Start of Supplied material

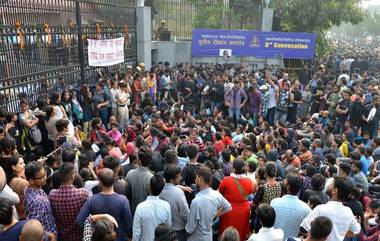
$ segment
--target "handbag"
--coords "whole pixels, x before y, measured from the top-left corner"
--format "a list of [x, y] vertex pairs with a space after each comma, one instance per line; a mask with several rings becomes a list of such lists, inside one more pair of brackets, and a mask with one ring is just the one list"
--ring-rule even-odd
[[239, 190], [240, 194], [243, 196], [244, 199], [247, 200], [248, 195], [244, 192], [244, 189], [243, 189], [243, 187], [241, 186], [239, 180], [238, 180], [237, 178], [233, 178], [233, 180], [234, 180], [234, 183], [235, 183], [237, 189]]

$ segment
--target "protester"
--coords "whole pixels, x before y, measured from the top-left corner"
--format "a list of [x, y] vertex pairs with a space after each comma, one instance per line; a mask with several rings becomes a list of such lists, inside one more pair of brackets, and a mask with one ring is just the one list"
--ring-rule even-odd
[[196, 184], [200, 192], [190, 206], [190, 213], [186, 223], [188, 241], [212, 240], [211, 223], [214, 217], [220, 217], [231, 211], [229, 202], [217, 191], [211, 189], [211, 170], [201, 167], [196, 173]]
[[114, 173], [111, 169], [102, 169], [99, 180], [102, 192], [87, 199], [76, 217], [76, 223], [83, 227], [90, 215], [109, 214], [115, 218], [119, 225], [116, 229], [116, 240], [124, 241], [126, 237], [132, 237], [132, 215], [129, 201], [125, 196], [114, 192]]
[[186, 241], [185, 226], [190, 210], [184, 192], [176, 186], [180, 184], [181, 169], [173, 164], [168, 165], [164, 170], [164, 178], [165, 187], [160, 194], [160, 199], [170, 204], [171, 223], [176, 231], [178, 241]]
[[252, 234], [248, 241], [282, 241], [284, 232], [273, 227], [276, 220], [276, 212], [269, 204], [263, 203], [256, 210], [257, 217], [262, 228], [257, 234]]
[[245, 240], [249, 234], [250, 206], [247, 197], [253, 192], [252, 181], [246, 171], [246, 163], [235, 159], [231, 176], [225, 177], [219, 185], [219, 192], [232, 206], [232, 210], [220, 218], [220, 232], [234, 227], [241, 240]]
[[29, 187], [25, 190], [24, 206], [27, 219], [37, 219], [43, 228], [57, 234], [53, 211], [42, 186], [46, 183], [46, 171], [39, 161], [32, 161], [26, 165], [25, 176]]
[[[58, 239], [78, 240], [84, 227], [87, 240], [125, 240], [158, 174], [171, 225], [158, 214], [143, 221], [158, 225], [152, 240], [236, 239], [228, 226], [240, 240], [252, 230], [276, 236], [273, 225], [282, 240], [300, 227], [306, 240], [343, 240], [348, 230], [370, 238], [364, 210], [380, 197], [378, 48], [339, 43], [327, 59], [303, 61], [300, 79], [271, 65], [122, 64], [89, 77], [75, 98], [59, 78], [49, 104], [20, 96], [20, 113], [0, 109], [0, 196], [17, 209], [15, 220], [36, 218]], [[273, 224], [258, 215], [264, 203]]]
[[287, 239], [298, 235], [302, 220], [311, 210], [305, 202], [298, 199], [297, 194], [302, 187], [302, 178], [298, 174], [288, 174], [284, 184], [287, 194], [273, 199], [270, 205], [276, 212], [274, 228], [284, 231], [284, 239]]
[[150, 179], [149, 195], [136, 207], [132, 241], [153, 240], [159, 224], [172, 224], [170, 204], [159, 198], [164, 186], [165, 181], [161, 176], [156, 174]]
[[328, 241], [342, 240], [347, 235], [353, 237], [360, 232], [360, 224], [355, 219], [350, 208], [343, 206], [342, 201], [348, 198], [353, 186], [347, 177], [335, 177], [330, 184], [327, 193], [331, 195], [331, 200], [317, 206], [302, 221], [301, 231], [309, 232], [311, 222], [319, 216], [328, 216], [332, 223], [332, 232], [327, 238]]

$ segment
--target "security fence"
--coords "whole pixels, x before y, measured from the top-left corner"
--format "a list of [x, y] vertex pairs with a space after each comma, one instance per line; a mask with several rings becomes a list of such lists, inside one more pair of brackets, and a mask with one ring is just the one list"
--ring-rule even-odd
[[262, 0], [155, 0], [152, 5], [156, 39], [163, 22], [177, 40], [191, 40], [193, 28], [261, 29]]
[[0, 0], [0, 106], [19, 111], [20, 97], [35, 102], [59, 77], [94, 81], [87, 39], [117, 37], [124, 68], [136, 62], [135, 0]]

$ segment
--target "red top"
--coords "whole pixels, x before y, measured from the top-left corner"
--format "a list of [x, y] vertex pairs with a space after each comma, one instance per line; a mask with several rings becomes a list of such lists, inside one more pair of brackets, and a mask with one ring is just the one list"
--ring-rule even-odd
[[214, 149], [218, 155], [220, 155], [220, 153], [224, 150], [225, 147], [226, 146], [224, 145], [222, 140], [214, 143]]

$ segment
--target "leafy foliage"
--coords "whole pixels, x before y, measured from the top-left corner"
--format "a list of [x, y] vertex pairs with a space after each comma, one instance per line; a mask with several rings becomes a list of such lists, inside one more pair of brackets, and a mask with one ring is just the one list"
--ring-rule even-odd
[[260, 26], [261, 0], [191, 1], [196, 6], [194, 28], [257, 29]]
[[365, 13], [360, 0], [275, 0], [281, 27], [289, 32], [316, 32], [317, 55], [326, 51], [326, 31], [342, 23], [360, 23]]
[[367, 12], [359, 24], [345, 23], [332, 28], [330, 34], [338, 39], [356, 39], [368, 36], [380, 36], [380, 10]]

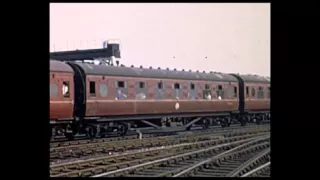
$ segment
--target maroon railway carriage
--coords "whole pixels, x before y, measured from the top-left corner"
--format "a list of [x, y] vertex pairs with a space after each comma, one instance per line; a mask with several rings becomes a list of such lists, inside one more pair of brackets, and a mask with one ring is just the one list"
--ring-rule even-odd
[[50, 60], [50, 121], [73, 119], [73, 70], [60, 61]]
[[247, 121], [270, 118], [270, 79], [257, 75], [240, 75], [244, 82], [244, 112]]
[[[86, 121], [136, 119], [159, 125], [155, 119], [230, 116], [239, 110], [238, 81], [228, 74], [69, 64], [76, 73], [75, 115]], [[81, 87], [85, 91], [77, 91]]]

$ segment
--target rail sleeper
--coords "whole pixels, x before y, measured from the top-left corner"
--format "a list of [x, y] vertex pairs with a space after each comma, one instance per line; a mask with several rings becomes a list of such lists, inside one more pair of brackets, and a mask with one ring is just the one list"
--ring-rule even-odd
[[88, 168], [94, 166], [91, 162], [83, 162], [78, 164], [80, 169]]
[[93, 166], [97, 166], [97, 165], [105, 165], [106, 162], [101, 160], [101, 159], [98, 159], [98, 160], [95, 160], [95, 161], [91, 161], [90, 164], [93, 165]]
[[51, 177], [79, 177], [81, 174], [78, 171], [68, 172], [64, 174], [58, 174]]
[[66, 165], [66, 169], [73, 170], [73, 169], [80, 169], [79, 164], [68, 164]]

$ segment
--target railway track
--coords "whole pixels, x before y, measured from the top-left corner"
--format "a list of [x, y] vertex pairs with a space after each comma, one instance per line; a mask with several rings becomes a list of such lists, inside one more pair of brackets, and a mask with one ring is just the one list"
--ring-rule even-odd
[[257, 140], [257, 138], [266, 138], [268, 134], [265, 131], [256, 133], [248, 131], [231, 137], [183, 142], [175, 145], [61, 163], [50, 166], [50, 175], [51, 177], [124, 176], [132, 171], [136, 172], [168, 162], [174, 163], [178, 160], [183, 160], [185, 157], [198, 157], [203, 153], [206, 154], [207, 151], [220, 153], [230, 147]]
[[62, 147], [50, 148], [51, 164], [68, 162], [71, 160], [87, 159], [102, 155], [122, 153], [145, 148], [155, 148], [181, 144], [186, 142], [200, 142], [213, 138], [224, 138], [248, 133], [268, 132], [270, 127], [251, 127], [229, 131], [198, 132], [192, 134], [182, 134], [168, 137], [127, 139], [122, 141], [102, 141], [85, 144], [76, 144]]
[[[264, 125], [270, 125], [270, 124], [264, 124]], [[264, 126], [260, 125], [260, 126]], [[239, 124], [234, 124], [231, 125], [230, 127], [222, 128], [220, 126], [210, 126], [208, 129], [193, 129], [193, 130], [183, 130], [183, 128], [178, 128], [176, 131], [173, 130], [141, 130], [143, 133], [144, 137], [157, 137], [157, 136], [170, 136], [170, 135], [175, 135], [177, 133], [189, 133], [189, 132], [199, 132], [199, 131], [212, 131], [212, 130], [217, 130], [217, 131], [228, 131], [232, 129], [239, 129], [239, 128], [247, 128], [247, 127], [254, 127], [257, 126], [256, 124], [247, 124], [247, 126], [243, 127], [240, 126]], [[95, 139], [90, 139], [88, 137], [80, 136], [78, 138], [75, 138], [74, 140], [67, 140], [66, 138], [59, 138], [56, 140], [51, 140], [50, 145], [52, 147], [60, 147], [60, 146], [68, 146], [68, 145], [75, 145], [75, 144], [85, 144], [85, 143], [90, 143], [90, 142], [103, 142], [103, 141], [120, 141], [120, 140], [125, 140], [125, 139], [137, 139], [138, 138], [138, 133], [135, 132], [130, 132], [126, 136], [119, 136], [119, 135], [112, 135], [110, 137], [104, 138], [104, 137], [97, 137]]]
[[267, 141], [229, 152], [225, 156], [208, 158], [173, 177], [242, 177], [259, 164], [270, 160], [269, 147], [270, 143]]
[[[245, 171], [246, 168], [242, 168], [242, 170], [239, 170], [235, 169], [235, 167], [241, 167], [243, 161], [249, 159], [252, 156], [250, 155], [252, 154], [252, 151], [259, 152], [261, 151], [261, 149], [267, 148], [269, 146], [269, 143], [266, 141], [268, 140], [268, 138], [268, 136], [264, 136], [254, 138], [253, 140], [246, 142], [242, 140], [242, 142], [244, 143], [236, 142], [233, 144], [230, 143], [228, 145], [223, 144], [220, 145], [220, 147], [201, 149], [195, 152], [185, 153], [171, 158], [164, 158], [145, 163], [145, 165], [138, 165], [137, 168], [129, 167], [127, 169], [102, 173], [93, 177], [237, 176]], [[226, 149], [228, 150], [225, 151]], [[263, 151], [261, 154], [265, 153], [266, 152]], [[243, 154], [246, 154], [247, 156], [241, 156]], [[261, 154], [258, 155], [261, 156]], [[227, 164], [228, 162], [231, 164]], [[220, 168], [214, 168], [214, 166], [210, 166], [210, 163]]]
[[243, 174], [241, 177], [270, 177], [270, 161], [262, 164], [261, 166], [256, 167], [255, 169], [252, 169], [251, 171]]

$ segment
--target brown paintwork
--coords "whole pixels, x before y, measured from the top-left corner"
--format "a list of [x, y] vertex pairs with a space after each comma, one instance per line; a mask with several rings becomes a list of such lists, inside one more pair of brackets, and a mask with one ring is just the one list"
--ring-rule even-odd
[[[175, 109], [179, 103], [179, 109]], [[238, 110], [237, 100], [89, 100], [87, 116], [129, 115], [129, 114], [165, 114], [191, 112], [229, 112]], [[95, 105], [95, 106], [92, 106]], [[98, 108], [96, 108], [98, 107]]]
[[[245, 89], [245, 110], [270, 110], [270, 98], [268, 97], [268, 87], [270, 87], [270, 84], [245, 83], [245, 88], [247, 86], [249, 87], [249, 96], [246, 94]], [[258, 99], [259, 86], [263, 87], [264, 89], [263, 99]], [[252, 96], [252, 87], [255, 89], [255, 96]]]
[[[184, 80], [163, 80], [150, 78], [123, 78], [105, 76], [87, 76], [87, 105], [86, 116], [108, 116], [108, 115], [129, 115], [129, 114], [159, 114], [159, 113], [182, 113], [182, 112], [230, 112], [237, 111], [239, 106], [238, 98], [217, 100], [216, 89], [218, 85], [229, 86], [229, 82], [205, 82], [205, 81], [184, 81]], [[128, 84], [128, 99], [115, 100], [115, 82], [126, 81]], [[89, 81], [95, 81], [96, 97], [89, 96]], [[147, 100], [135, 99], [135, 83], [146, 82], [148, 87]], [[166, 89], [167, 99], [155, 100], [155, 86], [162, 81]], [[99, 84], [108, 84], [108, 96], [101, 97]], [[190, 82], [196, 84], [198, 89], [198, 100], [187, 99], [188, 85]], [[172, 99], [172, 84], [180, 83], [183, 89], [183, 98], [180, 100]], [[212, 90], [212, 100], [203, 99], [203, 89], [205, 84], [210, 84]], [[237, 87], [237, 97], [239, 97], [238, 83], [233, 82], [230, 85]], [[225, 91], [227, 95], [227, 91]], [[179, 103], [179, 109], [175, 109], [176, 103]]]
[[[69, 98], [62, 95], [63, 81], [69, 81]], [[74, 106], [73, 74], [50, 72], [50, 83], [55, 83], [58, 88], [58, 96], [50, 97], [50, 120], [72, 118]]]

End of Supplied material

◆ What needs to be done
All lines above that contain "railway" are required in the answer.

◆ Exercise response
--target maroon railway carriage
--target railway track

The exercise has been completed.